● **Instructions for the task**
Each line from the one containing "identifies the green" to the end of the records below should be restated word for word; please leave out all other lines.

● **Listed records**
=== Section Start ===
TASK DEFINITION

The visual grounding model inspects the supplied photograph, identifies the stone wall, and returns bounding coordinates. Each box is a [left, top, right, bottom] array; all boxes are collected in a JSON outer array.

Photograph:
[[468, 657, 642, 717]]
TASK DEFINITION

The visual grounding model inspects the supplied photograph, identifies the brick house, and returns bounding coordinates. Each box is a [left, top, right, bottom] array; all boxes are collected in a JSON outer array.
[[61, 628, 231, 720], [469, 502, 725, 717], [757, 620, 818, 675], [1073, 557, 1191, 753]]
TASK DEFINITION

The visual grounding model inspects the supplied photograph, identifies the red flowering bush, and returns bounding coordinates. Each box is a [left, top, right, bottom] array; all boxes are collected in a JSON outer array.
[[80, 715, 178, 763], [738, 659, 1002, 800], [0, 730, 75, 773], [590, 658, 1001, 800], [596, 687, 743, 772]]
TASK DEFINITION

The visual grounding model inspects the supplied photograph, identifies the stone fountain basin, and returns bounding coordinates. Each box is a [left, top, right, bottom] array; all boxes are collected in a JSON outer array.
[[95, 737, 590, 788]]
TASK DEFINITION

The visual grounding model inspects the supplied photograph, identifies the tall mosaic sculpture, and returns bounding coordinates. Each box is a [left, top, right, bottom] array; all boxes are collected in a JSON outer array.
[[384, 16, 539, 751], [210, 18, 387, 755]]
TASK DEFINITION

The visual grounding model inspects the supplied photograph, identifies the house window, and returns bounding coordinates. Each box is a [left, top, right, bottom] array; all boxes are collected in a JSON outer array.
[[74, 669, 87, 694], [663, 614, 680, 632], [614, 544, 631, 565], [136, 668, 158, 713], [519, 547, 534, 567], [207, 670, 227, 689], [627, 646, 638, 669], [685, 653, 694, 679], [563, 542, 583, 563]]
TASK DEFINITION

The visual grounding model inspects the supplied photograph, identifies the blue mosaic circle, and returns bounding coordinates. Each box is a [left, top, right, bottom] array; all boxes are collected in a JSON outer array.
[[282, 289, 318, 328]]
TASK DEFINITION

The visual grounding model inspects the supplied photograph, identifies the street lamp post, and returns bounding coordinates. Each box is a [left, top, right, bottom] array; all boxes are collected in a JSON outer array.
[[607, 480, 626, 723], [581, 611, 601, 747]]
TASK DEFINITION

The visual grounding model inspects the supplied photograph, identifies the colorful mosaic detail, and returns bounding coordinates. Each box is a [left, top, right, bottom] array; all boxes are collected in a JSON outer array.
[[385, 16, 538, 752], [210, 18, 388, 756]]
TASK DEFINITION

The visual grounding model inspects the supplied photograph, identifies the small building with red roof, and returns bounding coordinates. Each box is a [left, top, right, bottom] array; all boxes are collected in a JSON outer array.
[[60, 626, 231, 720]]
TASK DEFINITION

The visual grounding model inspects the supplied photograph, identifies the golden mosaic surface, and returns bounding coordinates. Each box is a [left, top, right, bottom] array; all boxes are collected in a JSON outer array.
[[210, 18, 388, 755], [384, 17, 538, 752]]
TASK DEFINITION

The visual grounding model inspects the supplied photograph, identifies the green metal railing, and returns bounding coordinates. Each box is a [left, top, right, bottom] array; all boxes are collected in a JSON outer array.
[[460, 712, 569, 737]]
=== Section End ===
● **Solution to this exercise**
The visual grounding model inspects the supplied photograph, identifies the green metal railing, and returns bounding coordinates. Each box is a [left, top, right, bottom] array; all boxes are collected in a JSON outer array.
[[460, 712, 569, 737]]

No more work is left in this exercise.